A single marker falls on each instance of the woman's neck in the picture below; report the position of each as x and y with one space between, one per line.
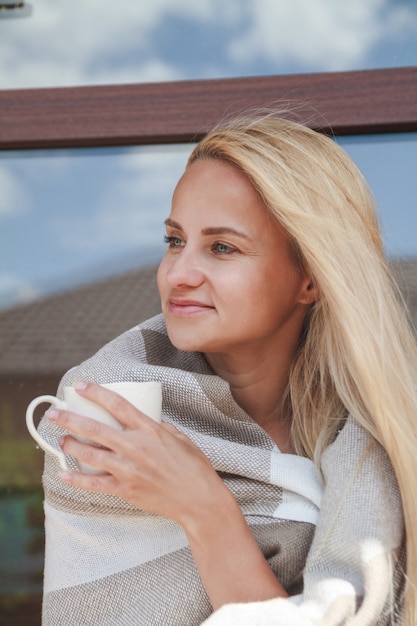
259 388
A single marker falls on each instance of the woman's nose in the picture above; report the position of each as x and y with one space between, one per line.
184 270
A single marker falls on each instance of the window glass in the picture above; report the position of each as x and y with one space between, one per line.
71 218
62 43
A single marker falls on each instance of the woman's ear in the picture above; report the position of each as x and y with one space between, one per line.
309 291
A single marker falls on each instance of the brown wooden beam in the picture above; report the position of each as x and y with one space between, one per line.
360 102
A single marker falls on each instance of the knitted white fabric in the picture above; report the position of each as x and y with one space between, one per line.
109 563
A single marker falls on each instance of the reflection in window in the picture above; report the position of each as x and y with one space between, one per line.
173 39
80 237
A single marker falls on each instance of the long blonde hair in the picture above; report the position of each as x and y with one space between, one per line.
359 354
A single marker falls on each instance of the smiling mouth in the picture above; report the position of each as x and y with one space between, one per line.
187 307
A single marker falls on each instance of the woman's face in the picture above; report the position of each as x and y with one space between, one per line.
227 281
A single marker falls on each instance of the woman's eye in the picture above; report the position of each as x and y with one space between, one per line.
222 248
173 242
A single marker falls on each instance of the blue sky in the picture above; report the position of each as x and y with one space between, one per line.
71 217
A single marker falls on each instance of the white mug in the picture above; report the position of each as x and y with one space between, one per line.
145 396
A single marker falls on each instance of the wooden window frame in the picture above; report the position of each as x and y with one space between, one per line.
342 103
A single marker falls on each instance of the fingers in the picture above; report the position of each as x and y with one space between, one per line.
85 427
122 410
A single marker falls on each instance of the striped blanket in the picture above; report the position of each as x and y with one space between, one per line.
108 563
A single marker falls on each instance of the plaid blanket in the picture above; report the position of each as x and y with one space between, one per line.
109 563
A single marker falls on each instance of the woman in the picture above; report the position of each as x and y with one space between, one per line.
278 489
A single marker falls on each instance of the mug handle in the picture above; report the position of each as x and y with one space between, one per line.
54 401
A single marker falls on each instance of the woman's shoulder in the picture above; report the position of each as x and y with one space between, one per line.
142 352
356 463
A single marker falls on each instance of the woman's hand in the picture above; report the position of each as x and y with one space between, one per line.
153 466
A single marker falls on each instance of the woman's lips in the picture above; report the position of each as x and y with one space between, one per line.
187 307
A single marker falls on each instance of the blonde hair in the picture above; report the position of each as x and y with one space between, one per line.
358 354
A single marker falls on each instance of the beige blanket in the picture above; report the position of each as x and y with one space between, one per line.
108 563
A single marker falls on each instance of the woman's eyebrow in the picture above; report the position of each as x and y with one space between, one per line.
210 230
172 224
224 230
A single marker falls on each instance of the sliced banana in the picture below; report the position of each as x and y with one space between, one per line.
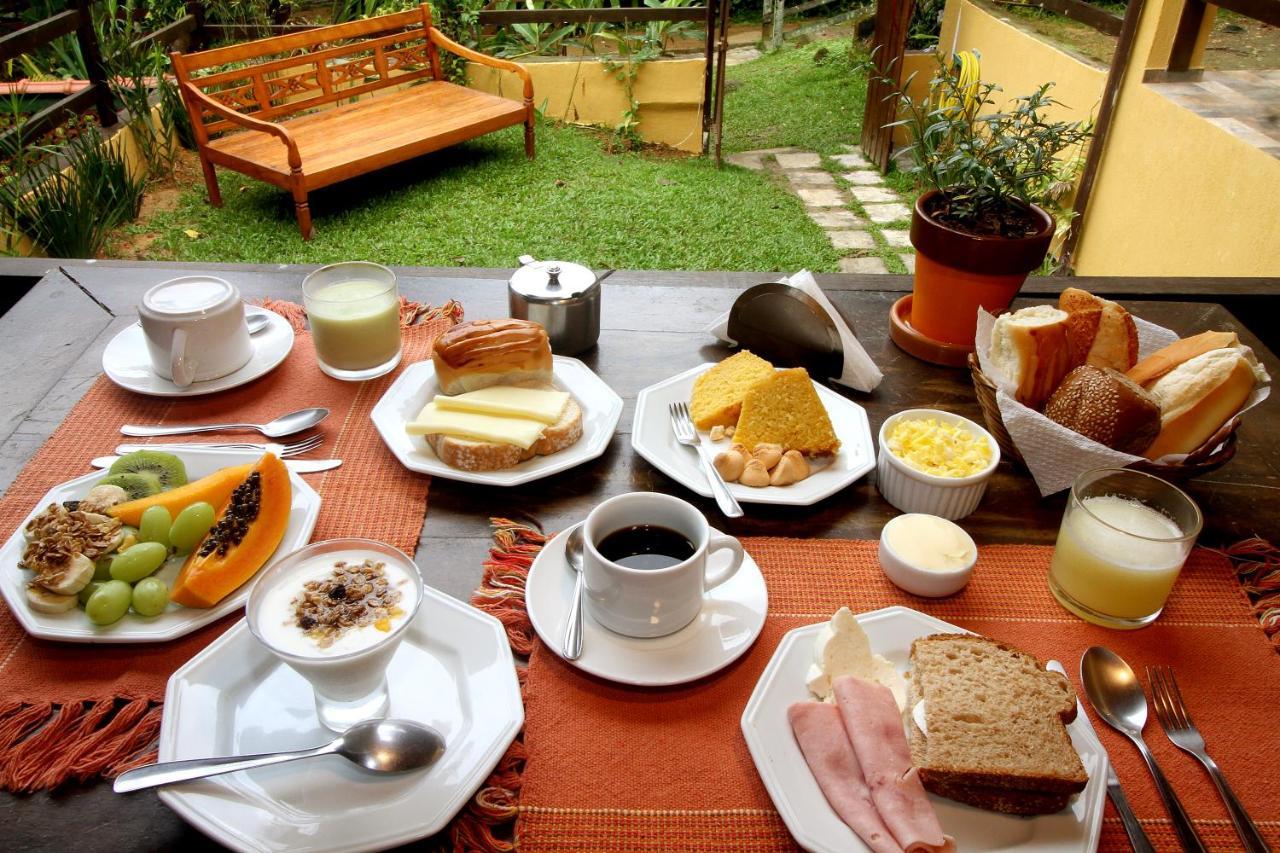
42 601
69 579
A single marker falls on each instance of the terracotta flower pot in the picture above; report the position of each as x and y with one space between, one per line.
955 273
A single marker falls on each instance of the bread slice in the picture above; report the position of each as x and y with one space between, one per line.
996 725
467 455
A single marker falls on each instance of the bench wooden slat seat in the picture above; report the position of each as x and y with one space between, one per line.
328 104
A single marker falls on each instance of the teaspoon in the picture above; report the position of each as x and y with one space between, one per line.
295 422
376 746
1115 694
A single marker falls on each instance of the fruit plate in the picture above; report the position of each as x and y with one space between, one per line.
73 626
602 407
652 438
453 671
804 808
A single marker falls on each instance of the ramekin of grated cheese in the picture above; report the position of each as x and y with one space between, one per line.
936 463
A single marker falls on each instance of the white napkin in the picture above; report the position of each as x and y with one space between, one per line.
859 372
1054 454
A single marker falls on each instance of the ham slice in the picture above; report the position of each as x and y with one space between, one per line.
874 728
819 730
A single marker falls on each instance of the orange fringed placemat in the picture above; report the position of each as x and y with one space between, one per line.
72 711
611 767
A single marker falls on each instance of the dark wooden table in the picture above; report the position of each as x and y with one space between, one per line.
653 327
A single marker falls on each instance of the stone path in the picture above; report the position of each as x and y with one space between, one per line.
865 220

▶ [AIM]: Swap every "marker" in the records above for "dot", and write all the records out again with nothing else changed. Leave out the pictures.

▶ [EXERCISE RESULT]:
A single dot falls on each instance of the woman's neck in the picture below; report the position of each as x and y with one space between, one per line.
259 388
A single dot falls on each instance of the woman's nose in the picture above; report the position of each as x and y with one space between, one per line.
184 270
A single dot falls on each instance of the window glass in the picture above; report the position of each as x and y with one space between, one per line.
71 218
62 43
A single dot falls on each instance of the woman's ear in the picture above; report the position of each as x and y with one space between, one per line.
309 291
A single dot falls on each instance of the brown wooden beam in the picture above; report the position of each as x and y with one space between, one per line.
360 102
A single dot falls on each instance of the knitted white fabric in the picture above; report the position of each as x and y with one space between, one per line.
109 563
A single dot falls on each instance of the reflection in window in the picture above; report the position of each as x and y with one space between, one per line.
173 39
80 237
A single dot falls on each instance of the long blonde hair in the picture above; report the position of each as x and y with one space between, one per line.
359 354
A single dot falls on each instance of the smiling mouth in the picture above; report the position of each as x and y with one space between, one per line.
187 307
A single dot falls on each instance of the woman's face in the picture above; report the position of each as x and y with one space between, one per line.
227 281
A single dot falls on each instance of the woman's eye in the picture above; report the position of each as x and y with one space between, one per line.
222 248
173 242
A single dot falls on each instance of the blue sky in the picture above; report the position of each as x and y with one space between, one per line.
71 217
A single dot falls on each instance of the white mug in the picture above; report the position of each as x and y with one space between, one per line.
145 396
A single dot falls on each instance of the wooden window frame in the picture above; report the position of each as x and y with one space between, one per line.
342 103
A single dot falls on each instance of the fingers in the picture above; report the position of each as x and y with one space between, one per line.
85 427
122 410
A single dot falls on each instance of the striped blanket in the picture above; report the position of each as x and y with one space between, one per line.
108 563
A single dot falls on each instance of the plaid blanket in the picture above; report the position of each as x and y with one space between, one per line.
109 563
A single dot falls on each instance of the woman in the picture above; report the position of each as x and y with one space between, one per line.
278 489
A single dot falls on each instance of the mug handle in the picture above; report the position of each as x and y with one space between, one per line.
54 401
A single dot falls on each instance of the woman's shoulder in the picture above; report the position of each as x and y with one space between, one per line.
142 352
356 463
A single dot falls on each instance of the woman's hand in the picture above; report the position of each as x and y with one space between, one per line.
153 466
A single dot falls on each instance of the woman's lips in the picture above; report the position of each as x and y with one space between, one per line.
187 307
A single dot falls on each instance of the blonde hair in the picture above; report the position of each as x and y with one space between, one per line.
358 354
A single dot falls on each instance of the beige blanket in the picture above; report the position of each as x and y with one space between, one per line.
108 563
A single dot falls on each instance of the woman's eyebrow in the picture above; report the position of each as x and y with one space between, one per line.
210 230
172 224
224 230
A single dot falls on each instance of the sliced banana in the picture below; report the position of each as x and y with one space between, one per line.
42 601
69 579
A single dot falls on each instance of the terracotta flower pot in the picture above; report the position of each as x and y with one space between, one per line.
955 273
A single dot falls on each instance of the bread slice in the picture above; report the position of each as x and y with one space between, one per line.
996 725
467 455
A single dot falls on each instance of the bench wooden slat seat in the picture above; report the position of each as x and y with one space between, one per line.
328 104
A single dot falls on each instance of the teaspoon in the picture above; report the position of each as x and y with one space between, one per line.
295 422
376 746
1115 694
A single dot falls on each instance of the fruit plate in the picture above; report the position of each as x and y with one space between, one per line.
73 626
602 407
652 438
453 671
804 808
A single dot falls on each instance of the ramekin of grated cheese in the picture above; report the position of each as x and y with one space between, one per line.
936 463
A single dot falls on each instance of the white napkin in the picture above; report the position of each as x and y with one space between, one per line.
859 372
1054 454
A single dot falls on each instance of the ham slice in the picture above; report the position of each as x and y with one space between, one per line.
874 728
819 730
A single dot falls on each instance of the orange fringed placemat in the picture above; report the position of each as x and y with one space between, one per line.
72 711
611 767
A single dot falls on each instance of the dark wooden table in the picture above; report the position of each as x and y with one space between, one per line.
653 327
A single dot falls on each instance of the stone path in the picture above; report the position of each as x and y with one space between, one per line.
865 220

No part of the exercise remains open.